- Tarefas
a) Imprima sem alterações o trecho do texto sobre as novas normas para aparições, começando nas palavras "O documento diz, sobre" e parando logo após "constat de supranaturalitate).".
b) Diga se cada afirmação concorda com o texto sobre as novas normas para aparições, respondendo sim ou não e citando literalmente as palavras do texto que decidem: (i) as novas normas foram publicadas pelo Dicastério para a Doutrina da Fé; (ii) as normas de 1978 foram promulgadas pelo papa João Paulo II; (iii) a declaração de sobrenaturalidade fica reservada ao papa.

Santa Sé publica novas normas para avaliar aparições pela Igreja

Segundo o ACI Digital (17/05/2024), o Dicastério para a Doutrina da Fé publicou na sexta-feira (17) as novas Normas para proceder no Discernimento de presumidos fenômenos sobrenaturais, que determina que a declaração de sobrenaturalidade será excepcional e reservada ao papa.

O documento diz, sobre as decisões tomadas pelas autoridades eclesiásticas relativas a este tempo de fenômenos, que “não se deverá prever um reconhecimento positivo por parte da Autoridade eclesiástica acerca da origem divina de presumidos fenômenos sobrenaturais”.

Nas normas vigentes até domingo, 19 de maio de 2024, promulgadas em 1978 pelo papa são Paulo VI, foram estabelecidos três possíveis pronunciamentos: afirmativo (constat de supranaturalitate), negativo (constat de non supranaturalitate) ou não definitivo (non constat de supranaturalitate).

- Dados brutos
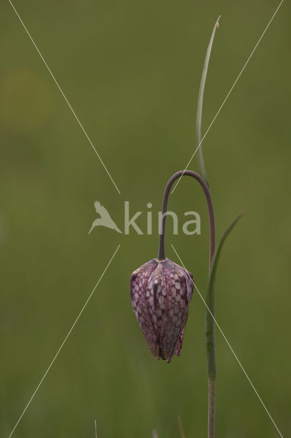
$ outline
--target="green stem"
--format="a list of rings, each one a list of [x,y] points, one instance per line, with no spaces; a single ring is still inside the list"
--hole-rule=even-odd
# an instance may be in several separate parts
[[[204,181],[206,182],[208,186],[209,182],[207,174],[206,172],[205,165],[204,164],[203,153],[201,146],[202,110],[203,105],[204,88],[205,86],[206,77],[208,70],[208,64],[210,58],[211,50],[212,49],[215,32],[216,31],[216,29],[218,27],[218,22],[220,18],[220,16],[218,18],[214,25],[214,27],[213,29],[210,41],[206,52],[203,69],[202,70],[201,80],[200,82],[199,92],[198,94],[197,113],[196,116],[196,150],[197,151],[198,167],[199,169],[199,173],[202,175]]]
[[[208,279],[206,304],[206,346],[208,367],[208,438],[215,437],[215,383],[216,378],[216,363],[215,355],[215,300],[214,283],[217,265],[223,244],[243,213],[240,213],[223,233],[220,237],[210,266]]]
--
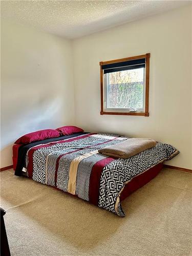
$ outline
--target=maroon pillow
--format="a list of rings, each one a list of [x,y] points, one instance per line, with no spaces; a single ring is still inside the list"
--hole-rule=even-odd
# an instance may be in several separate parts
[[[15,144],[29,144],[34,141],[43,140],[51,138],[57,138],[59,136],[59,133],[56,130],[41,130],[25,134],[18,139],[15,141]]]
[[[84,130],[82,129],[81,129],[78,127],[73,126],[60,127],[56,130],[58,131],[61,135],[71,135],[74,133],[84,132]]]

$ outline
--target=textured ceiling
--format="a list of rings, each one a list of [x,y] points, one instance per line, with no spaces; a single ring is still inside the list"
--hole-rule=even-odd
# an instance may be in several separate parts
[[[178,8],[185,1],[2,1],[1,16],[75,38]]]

- Respostas
a)
O documento diz, sobre as decisões tomadas pelas autoridades eclesiásticas relativas a este tempo de fenômenos, que “não se deverá prever um reconhecimento positivo por parte da Autoridade eclesiástica acerca da origem divina de presumidos fenômenos sobrenaturais”.

Nas normas vigentes até domingo, 19 de maio de 2024, promulgadas em 1978 pelo papa são Paulo VI, foram estabelecidos três possíveis pronunciamentos: afirmativo (constat de supranaturalitate), negativo (constat de non supranaturalitate) ou não definitivo (non constat de supranaturalitate).

b)
(i) Sim. O texto afirma: "o Dicastério para a Doutrina da Fé publicou na sexta-feira (17) as novas Normas".
(ii) Não. O texto afirma: "promulgadas em 1978 pelo papa são Paulo VI".
(iii) Sim. O texto afirma: "será excepcional e reservada ao papa".